▶ [Required task]: Tally the lines below that contain the string "railroad". Reply with only the number.

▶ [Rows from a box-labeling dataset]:

━━━━━━━━

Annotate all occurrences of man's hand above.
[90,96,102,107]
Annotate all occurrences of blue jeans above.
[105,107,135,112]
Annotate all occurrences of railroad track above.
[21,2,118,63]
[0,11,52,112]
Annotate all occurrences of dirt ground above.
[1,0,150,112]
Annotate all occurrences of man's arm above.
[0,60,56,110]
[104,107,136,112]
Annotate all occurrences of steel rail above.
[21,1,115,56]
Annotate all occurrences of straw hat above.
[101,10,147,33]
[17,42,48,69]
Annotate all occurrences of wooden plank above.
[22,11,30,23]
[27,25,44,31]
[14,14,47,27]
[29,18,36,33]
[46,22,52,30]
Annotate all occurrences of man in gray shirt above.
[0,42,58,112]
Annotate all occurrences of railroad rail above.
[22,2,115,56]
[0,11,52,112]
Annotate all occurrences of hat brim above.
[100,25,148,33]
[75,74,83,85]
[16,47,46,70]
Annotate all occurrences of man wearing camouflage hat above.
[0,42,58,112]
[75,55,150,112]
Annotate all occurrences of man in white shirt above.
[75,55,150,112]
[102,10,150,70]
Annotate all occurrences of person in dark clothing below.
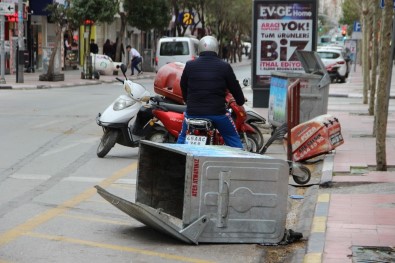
[103,39,113,57]
[89,39,99,54]
[177,36,245,148]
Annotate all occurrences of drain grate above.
[352,246,395,263]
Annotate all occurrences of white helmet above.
[199,36,218,55]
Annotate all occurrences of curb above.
[0,75,154,90]
[303,154,336,263]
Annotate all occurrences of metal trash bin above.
[268,51,331,127]
[96,141,289,244]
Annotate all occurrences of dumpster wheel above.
[291,164,311,185]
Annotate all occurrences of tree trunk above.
[368,5,380,115]
[45,28,61,79]
[362,0,370,104]
[376,0,393,171]
[115,12,127,62]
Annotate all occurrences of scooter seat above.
[160,102,187,113]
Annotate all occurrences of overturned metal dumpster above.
[96,141,289,244]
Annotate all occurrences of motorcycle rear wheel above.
[145,127,170,143]
[240,133,259,153]
[96,130,119,158]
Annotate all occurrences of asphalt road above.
[0,67,317,263]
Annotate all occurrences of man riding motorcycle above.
[177,36,245,148]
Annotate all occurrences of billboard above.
[252,0,318,107]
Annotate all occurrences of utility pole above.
[0,15,6,84]
[0,3,15,84]
[16,0,25,83]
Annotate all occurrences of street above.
[0,66,324,262]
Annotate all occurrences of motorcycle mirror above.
[243,78,251,87]
[141,96,151,102]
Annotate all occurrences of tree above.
[40,2,67,80]
[206,0,252,62]
[376,0,394,171]
[362,0,377,104]
[68,0,119,54]
[124,0,171,52]
[124,0,171,31]
[368,5,381,117]
[68,0,119,78]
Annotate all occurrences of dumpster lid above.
[95,185,209,244]
[296,50,327,75]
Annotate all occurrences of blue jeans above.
[177,113,243,149]
[130,57,143,75]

━━━━━━━━

▶ [Exercise result]: 2